Okuma Metni:
Hulasa, kanunun tanzim ve kabulünde izhar olunan kast ve arzuya göre harici alım ve satıma istinat ile yapılan bir tapu tescili aleyhindeki davada Yüksek Üçüncü Hukuk Dairesinin içtihadı veçhile kanunun koyduğu diğer kayıt ve şartların tetkiki suretiyle bir karar vermek icap eder. Kanunun isteyip koyduğu bir hükmü tatbik bizim vazifemizdir. Başka türlü düşünemeyiz. Bu kısım ihtilafa ait maruzatım da bundan ibarettir.

A. Himmet Berki: Muhterem arkadaşlarımız mesele hakkında mütalaa ve reylerini izah ettiler. Bendeniz de ayni istidlal silsilesi üzerinde düşündüklerimi ve fikrimi arzedeceğim.

Bir devletin üzerinde bulunduğu araziyi, dağ ve ormanları, köy ve kasabaları tahrir ve tesbit etmesi kadar tabii bir şey olamaz. İdari, malî, askeri, iktisadi bakımdan buna kat'î lüzum vardır. Osmanlıların bu husustaki faaliyet ve gayretleri her türlü takdirin fevkindedir. Fakat mesele bu değildir. Fertlerin tahtı tasarrufunda bulunan gayrimenkullerin temlik ve ferağlarının sıhhat ve ademi sıhhati meselesidir. Şimdi bunu ve bir müddetten beri tapu işlerinde devam edip gelen teşevvüşlerin menşeini izah edeyim.

Kayıtlar:
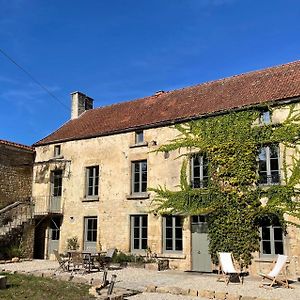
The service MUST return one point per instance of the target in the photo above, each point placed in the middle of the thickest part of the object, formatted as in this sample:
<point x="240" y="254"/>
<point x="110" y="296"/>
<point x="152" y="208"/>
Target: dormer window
<point x="57" y="150"/>
<point x="265" y="117"/>
<point x="139" y="137"/>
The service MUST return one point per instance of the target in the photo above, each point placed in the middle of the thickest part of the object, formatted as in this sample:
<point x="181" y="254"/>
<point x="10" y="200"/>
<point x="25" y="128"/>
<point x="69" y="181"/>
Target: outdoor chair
<point x="76" y="262"/>
<point x="105" y="261"/>
<point x="278" y="267"/>
<point x="227" y="267"/>
<point x="63" y="262"/>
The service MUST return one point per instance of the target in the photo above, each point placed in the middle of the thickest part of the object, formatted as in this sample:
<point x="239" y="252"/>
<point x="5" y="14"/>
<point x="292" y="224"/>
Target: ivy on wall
<point x="232" y="199"/>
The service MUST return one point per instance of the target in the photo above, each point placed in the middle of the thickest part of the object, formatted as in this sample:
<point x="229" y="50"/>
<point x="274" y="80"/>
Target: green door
<point x="201" y="261"/>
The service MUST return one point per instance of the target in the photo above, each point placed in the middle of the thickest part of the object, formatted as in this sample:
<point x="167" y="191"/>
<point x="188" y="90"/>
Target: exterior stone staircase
<point x="13" y="217"/>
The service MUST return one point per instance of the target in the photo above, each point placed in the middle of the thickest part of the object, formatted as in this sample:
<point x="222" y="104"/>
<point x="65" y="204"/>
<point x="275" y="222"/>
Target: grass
<point x="37" y="288"/>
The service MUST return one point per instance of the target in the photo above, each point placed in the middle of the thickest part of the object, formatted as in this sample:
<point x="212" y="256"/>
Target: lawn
<point x="37" y="288"/>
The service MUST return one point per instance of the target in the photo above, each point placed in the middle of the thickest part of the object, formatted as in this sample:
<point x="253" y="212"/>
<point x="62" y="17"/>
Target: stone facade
<point x="115" y="203"/>
<point x="16" y="164"/>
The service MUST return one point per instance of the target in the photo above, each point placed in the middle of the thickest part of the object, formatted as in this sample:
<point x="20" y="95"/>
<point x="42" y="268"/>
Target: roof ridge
<point x="14" y="144"/>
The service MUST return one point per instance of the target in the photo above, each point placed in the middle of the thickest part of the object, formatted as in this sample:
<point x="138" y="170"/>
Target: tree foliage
<point x="232" y="199"/>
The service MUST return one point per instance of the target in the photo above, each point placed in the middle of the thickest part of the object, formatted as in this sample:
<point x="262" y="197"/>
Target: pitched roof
<point x="16" y="145"/>
<point x="268" y="85"/>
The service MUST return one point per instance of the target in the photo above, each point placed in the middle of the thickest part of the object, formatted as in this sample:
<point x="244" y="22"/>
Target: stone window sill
<point x="138" y="196"/>
<point x="145" y="144"/>
<point x="90" y="199"/>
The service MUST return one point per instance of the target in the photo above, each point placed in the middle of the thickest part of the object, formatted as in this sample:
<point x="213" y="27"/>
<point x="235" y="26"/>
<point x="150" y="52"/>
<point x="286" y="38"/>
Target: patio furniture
<point x="279" y="267"/>
<point x="76" y="262"/>
<point x="105" y="260"/>
<point x="227" y="267"/>
<point x="63" y="262"/>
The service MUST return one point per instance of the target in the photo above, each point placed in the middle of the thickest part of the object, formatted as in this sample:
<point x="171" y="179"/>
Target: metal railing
<point x="47" y="205"/>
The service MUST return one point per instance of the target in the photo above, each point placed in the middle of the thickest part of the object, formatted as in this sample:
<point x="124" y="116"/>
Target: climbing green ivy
<point x="232" y="199"/>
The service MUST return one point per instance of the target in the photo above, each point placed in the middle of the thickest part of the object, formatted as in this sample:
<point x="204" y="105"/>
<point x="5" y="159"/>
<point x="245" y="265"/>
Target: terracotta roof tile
<point x="16" y="145"/>
<point x="268" y="85"/>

Yapılacak İş: Okuma metnini lütfen iki cümleyle özetleyin. Kayıtların bu işle hiçbir ilgisi yoktur.

Görev Çıktısı: İlk konuşmacı, harici alım satıma dayanılarak yapılan bir tapu tescili aleyhindeki davada, kanunun amacına ve Yüksek Üçüncü Hukuk Dairesinin içtihadına uygun olarak kanunun koyduğu diğer kayıt ve şartlar incelenip karar verilmesi gerektiğini ve kanunun hükmünü uygulamanın kendi vazifeleri olduğunu söyler. A. Himmet Berki ise bir devletin arazisini tahrir ve tespit etmesini tabii ve zorunlu sayar, fakat asıl meselenin fertlerin tasarrufundaki gayrimenkullerin temlik ve ferağlarının sıhhati olduğunu belirterek tapu işlerindeki karışıklıkların kaynağını açıklamaya girişir.